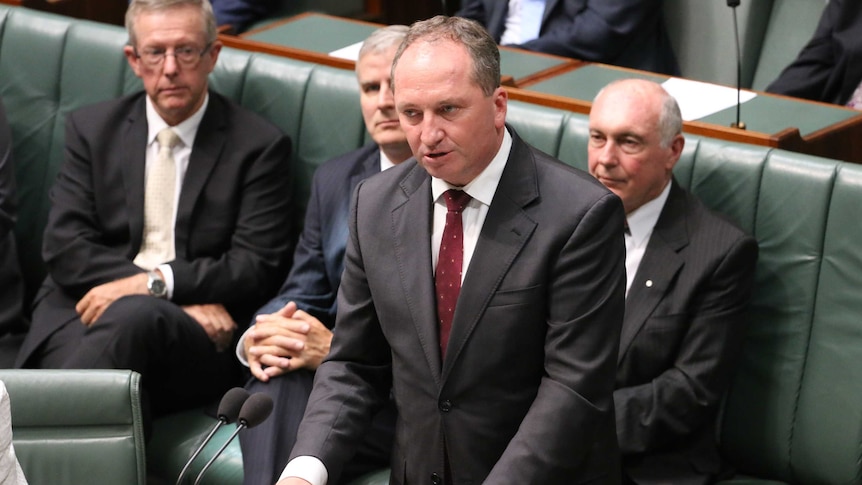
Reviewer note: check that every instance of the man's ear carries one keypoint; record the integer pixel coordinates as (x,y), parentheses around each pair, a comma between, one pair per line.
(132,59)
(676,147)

§

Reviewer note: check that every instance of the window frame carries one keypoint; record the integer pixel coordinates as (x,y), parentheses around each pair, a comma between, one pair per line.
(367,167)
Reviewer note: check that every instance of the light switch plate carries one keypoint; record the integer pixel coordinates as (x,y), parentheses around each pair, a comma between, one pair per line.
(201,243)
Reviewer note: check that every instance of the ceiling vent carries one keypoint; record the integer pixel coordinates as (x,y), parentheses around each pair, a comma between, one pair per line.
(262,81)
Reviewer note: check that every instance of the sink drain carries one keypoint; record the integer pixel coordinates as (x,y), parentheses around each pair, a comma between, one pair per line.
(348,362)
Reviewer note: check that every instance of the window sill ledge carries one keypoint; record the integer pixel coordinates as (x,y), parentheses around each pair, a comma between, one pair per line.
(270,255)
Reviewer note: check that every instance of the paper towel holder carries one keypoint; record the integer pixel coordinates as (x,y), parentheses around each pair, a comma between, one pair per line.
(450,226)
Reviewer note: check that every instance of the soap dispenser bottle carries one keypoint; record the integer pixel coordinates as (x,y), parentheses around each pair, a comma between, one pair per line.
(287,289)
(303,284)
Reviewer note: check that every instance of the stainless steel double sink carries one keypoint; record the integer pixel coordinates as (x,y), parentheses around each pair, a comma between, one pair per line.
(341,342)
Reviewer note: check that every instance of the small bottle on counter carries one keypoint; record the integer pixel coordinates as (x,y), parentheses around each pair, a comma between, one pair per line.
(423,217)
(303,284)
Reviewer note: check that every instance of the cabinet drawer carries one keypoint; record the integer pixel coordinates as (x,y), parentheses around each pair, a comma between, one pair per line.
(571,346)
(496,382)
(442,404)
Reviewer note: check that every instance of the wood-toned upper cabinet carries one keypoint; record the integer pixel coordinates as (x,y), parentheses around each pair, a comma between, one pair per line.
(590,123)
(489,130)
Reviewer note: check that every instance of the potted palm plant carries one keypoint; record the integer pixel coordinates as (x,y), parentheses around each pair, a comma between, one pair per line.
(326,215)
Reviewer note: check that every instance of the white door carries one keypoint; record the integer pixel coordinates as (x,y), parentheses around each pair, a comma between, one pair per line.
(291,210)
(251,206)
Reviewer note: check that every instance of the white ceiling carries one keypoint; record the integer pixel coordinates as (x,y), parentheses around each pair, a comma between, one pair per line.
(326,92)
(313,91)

§

▶ [Requirement]: Count the lines of the items above that contain the string "sink", treating uppercase and lowercase as different. Reply with the number alone.

▶ [Final answer]: 2